— TASK GOAL —
Copy the research terminology flashcards below word for word, in full.

Vocab / Key Terminology Flashcards
Comparative Analysis
analyzing data from different settings or grounds at the same point in time OR same settings or groups over a period of time to find similarities/differences
Discourse Analysis
this is “theory” stuff: semiotics, deconstructions, narrative analysis, etc. Studying the way versions of the world (society, events, psyche) are produced in language and discourse within various forms of knowledge/power
Ethnography
about observing/interviewing people in their “naturally occurring settings” (researcher is present in these settings with subjects of the research)
Grounded Theory
“inductive” form of qualitative research → data collection + analysis are conducted together. You don’t go in with any preconceived hypothesis about the outcome, and are not concerned with validation or description. Instead, you allow the data you collect to guide your analysis and theory creation.
Narrative Analysis
qualitative research approach whereby the researcher analyzes the stories people create, to understand the meaning of events in a person’s life. Respondents give detailed accounts of their experiences and stories, rather than answer a predetermined list of questions.

(Object pointing dataset rows)
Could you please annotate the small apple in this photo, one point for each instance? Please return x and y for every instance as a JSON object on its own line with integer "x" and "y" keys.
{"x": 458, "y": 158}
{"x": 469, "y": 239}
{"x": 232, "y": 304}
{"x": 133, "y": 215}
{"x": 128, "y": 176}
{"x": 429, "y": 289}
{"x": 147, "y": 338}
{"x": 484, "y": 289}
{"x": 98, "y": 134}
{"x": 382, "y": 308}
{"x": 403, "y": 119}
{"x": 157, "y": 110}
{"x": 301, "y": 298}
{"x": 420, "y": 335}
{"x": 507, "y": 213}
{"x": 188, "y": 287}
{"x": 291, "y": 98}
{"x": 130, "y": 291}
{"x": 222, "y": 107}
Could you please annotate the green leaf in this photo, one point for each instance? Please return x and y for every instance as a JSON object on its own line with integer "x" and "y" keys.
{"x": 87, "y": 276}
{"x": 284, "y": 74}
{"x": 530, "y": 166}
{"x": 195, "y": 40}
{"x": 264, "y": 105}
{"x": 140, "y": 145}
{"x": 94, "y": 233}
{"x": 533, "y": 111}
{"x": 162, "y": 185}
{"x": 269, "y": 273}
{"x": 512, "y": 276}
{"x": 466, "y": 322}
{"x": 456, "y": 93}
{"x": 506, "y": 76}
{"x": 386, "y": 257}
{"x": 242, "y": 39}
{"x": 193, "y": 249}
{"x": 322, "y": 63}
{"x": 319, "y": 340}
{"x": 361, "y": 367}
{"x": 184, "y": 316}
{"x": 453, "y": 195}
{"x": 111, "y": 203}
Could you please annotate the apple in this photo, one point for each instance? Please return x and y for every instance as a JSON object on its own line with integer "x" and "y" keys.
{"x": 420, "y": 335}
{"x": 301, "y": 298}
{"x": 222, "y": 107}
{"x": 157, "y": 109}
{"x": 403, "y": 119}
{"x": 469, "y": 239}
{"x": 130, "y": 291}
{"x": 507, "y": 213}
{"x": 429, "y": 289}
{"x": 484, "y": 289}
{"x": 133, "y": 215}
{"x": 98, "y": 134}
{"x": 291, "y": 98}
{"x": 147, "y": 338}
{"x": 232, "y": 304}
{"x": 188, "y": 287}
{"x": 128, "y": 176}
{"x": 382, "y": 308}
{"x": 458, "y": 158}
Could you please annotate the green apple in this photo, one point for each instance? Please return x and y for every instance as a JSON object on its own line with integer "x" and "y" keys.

— SOLUTION TO THIS TASK —
Vocab / Key Terminology Flashcards
Comparative Analysis
analyzing data from different settings or grounds at the same point in time OR same settings or groups over a period of time to find similarities/differences
Discourse Analysis
this is “theory” stuff: semiotics, deconstructions, narrative analysis, etc. Studying the way versions of the world (society, events, psyche) are produced in language and discourse within various forms of knowledge/power
Ethnography
about observing/interviewing people in their “naturally occurring settings” (researcher is present in these settings with subjects of the research)
Grounded Theory
“inductive” form of qualitative research → data collection + analysis are conducted together. You don’t go in with any preconceived hypothesis about the outcome, and are not concerned with validation or description. Instead, you allow the data you collect to guide your analysis and theory creation.
Narrative Analysis
qualitative research approach whereby the researcher analyzes the stories people create, to understand the meaning of events in a person’s life. Respondents give detailed accounts of their experiences and stories, rather than answer a predetermined list of questions.